Das Europäische Patentamt prüft in einem zentralisierten und einheitlichen Verfahren europäische Patentanmeldungen für Erfinder, Wissenschaftler und Unternehmen aus aller Welt. Europäische Patente sind in den 39 Mitgliedstaaten der Europäischen Patentorganisation und in 5 weiteren Staaten zum Teil auch außerhalb Europas geschützt. Als zusätzliche Möglichkeit wird in diesem Jahr das sogenannte Einheitspatent eingeführt, das einfacher und kostengünstiger sein soll.
Keine Bindung an deutsche Prozessgrundsätze
Das BVerfG hat die Verfassungsbeschwerden als unzulässig verworfen. Für die Unternehmen, die ihren Sitz in Drittstaaten haben, fehle es bereits an einer Beschwerdeberechtigung, da sie sich auf Grundrechte des Grundgesetzes nicht berufen könnten. Im Übrigen sei eine Verletzung der gerügten Prozessgrundrechte (Recht auf den gesetzlicher Richter und Gewährung rechtlichen Gehörs) nicht gegeben.
Diese Rechte seien als Ausprägungen des Grundsatzes auf ein faires Verfahren (Art. 20 Abs. 3 GG) ausgestaltet und richten sich daher ausschließlich an die deutsche Justiz. Internationale oder supranationale Organisationen seien hingegen nicht daran gebunden, weshalb die Verfahrensleitung der Beschwerdekammern von vornherein nicht an diesen Maßstäben gemessen werden könne.

#### [Gespeicherte Einträge]
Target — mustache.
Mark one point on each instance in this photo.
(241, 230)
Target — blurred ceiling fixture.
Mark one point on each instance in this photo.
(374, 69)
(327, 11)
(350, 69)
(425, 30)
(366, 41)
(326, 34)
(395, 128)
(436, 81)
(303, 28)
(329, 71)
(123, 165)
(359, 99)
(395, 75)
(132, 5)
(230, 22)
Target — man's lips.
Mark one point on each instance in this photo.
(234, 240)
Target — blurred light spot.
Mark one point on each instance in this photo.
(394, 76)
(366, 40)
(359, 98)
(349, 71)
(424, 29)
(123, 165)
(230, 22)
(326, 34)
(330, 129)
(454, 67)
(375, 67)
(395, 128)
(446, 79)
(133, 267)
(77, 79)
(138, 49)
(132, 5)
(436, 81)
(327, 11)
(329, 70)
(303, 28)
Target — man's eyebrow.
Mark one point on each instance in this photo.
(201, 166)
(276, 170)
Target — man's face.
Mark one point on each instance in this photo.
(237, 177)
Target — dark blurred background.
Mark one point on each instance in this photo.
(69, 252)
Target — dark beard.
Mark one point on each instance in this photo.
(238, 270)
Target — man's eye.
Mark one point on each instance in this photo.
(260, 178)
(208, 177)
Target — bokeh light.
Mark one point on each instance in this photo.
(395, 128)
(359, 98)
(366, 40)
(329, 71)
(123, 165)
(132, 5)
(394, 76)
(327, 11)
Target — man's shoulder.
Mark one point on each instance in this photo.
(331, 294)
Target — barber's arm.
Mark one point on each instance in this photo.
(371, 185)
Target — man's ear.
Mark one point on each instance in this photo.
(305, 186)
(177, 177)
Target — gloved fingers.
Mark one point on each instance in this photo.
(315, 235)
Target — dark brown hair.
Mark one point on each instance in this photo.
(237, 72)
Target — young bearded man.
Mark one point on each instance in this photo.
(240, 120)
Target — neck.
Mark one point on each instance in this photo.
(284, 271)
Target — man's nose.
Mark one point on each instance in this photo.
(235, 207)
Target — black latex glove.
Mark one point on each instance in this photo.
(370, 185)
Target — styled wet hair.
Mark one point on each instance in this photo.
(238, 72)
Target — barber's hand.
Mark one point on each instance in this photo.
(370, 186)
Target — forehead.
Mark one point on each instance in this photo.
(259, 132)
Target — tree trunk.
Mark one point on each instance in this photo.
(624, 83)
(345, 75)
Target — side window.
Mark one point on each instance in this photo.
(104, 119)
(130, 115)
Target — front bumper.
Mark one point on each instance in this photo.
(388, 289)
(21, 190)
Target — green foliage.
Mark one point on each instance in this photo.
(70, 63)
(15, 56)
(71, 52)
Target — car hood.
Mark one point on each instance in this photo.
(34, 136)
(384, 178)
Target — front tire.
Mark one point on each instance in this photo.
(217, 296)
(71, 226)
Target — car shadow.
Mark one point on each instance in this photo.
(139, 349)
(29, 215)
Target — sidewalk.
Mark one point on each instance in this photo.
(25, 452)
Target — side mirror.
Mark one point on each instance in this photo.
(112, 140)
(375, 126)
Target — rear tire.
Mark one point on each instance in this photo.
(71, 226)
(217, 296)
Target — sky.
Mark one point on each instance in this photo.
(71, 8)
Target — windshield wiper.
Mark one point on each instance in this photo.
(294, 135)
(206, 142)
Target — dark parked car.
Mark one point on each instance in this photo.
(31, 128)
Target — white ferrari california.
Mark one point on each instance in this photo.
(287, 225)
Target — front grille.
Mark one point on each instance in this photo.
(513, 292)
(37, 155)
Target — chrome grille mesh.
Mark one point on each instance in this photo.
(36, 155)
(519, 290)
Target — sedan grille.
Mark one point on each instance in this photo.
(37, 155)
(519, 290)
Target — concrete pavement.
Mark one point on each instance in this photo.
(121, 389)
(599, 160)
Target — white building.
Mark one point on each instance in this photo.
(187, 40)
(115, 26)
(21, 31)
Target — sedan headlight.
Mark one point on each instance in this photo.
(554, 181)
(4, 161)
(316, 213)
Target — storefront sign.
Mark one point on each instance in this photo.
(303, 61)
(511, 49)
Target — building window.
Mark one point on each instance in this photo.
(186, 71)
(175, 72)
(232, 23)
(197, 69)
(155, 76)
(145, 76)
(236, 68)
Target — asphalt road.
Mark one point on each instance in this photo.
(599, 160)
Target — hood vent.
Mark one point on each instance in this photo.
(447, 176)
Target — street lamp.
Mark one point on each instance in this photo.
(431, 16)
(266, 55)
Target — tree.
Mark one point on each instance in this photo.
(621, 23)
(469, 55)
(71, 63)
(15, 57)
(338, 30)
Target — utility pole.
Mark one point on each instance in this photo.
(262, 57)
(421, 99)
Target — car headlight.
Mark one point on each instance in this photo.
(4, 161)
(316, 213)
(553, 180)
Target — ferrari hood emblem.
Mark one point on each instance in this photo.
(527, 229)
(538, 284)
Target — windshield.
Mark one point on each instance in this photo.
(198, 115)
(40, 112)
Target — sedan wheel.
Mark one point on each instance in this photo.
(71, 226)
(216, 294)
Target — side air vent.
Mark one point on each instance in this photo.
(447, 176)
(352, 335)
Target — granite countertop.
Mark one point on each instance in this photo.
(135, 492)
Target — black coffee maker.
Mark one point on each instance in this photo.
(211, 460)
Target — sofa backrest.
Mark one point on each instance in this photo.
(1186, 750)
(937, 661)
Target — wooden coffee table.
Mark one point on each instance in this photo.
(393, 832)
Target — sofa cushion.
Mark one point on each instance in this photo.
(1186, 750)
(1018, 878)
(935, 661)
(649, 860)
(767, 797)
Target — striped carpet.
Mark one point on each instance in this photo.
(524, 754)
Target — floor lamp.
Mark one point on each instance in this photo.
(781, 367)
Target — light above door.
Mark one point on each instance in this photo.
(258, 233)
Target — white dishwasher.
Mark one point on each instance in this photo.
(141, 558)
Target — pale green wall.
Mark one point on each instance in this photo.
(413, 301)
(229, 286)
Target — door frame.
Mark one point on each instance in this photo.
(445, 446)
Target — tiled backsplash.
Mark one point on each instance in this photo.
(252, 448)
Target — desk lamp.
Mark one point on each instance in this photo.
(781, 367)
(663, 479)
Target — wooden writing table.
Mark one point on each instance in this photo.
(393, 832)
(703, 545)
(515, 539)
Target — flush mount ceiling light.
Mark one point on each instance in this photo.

#### [Ihre Aufgabe]
Nennen Sie alle Gruppen, für die das Europäische Patentamt laut dem Text europäische Patentanmeldungen prüft. Die Einträge haben mit dem Text nichts zu tun.

#### [Ergebnis]
- Erfinder
- Wissenschaftler
- Unternehmen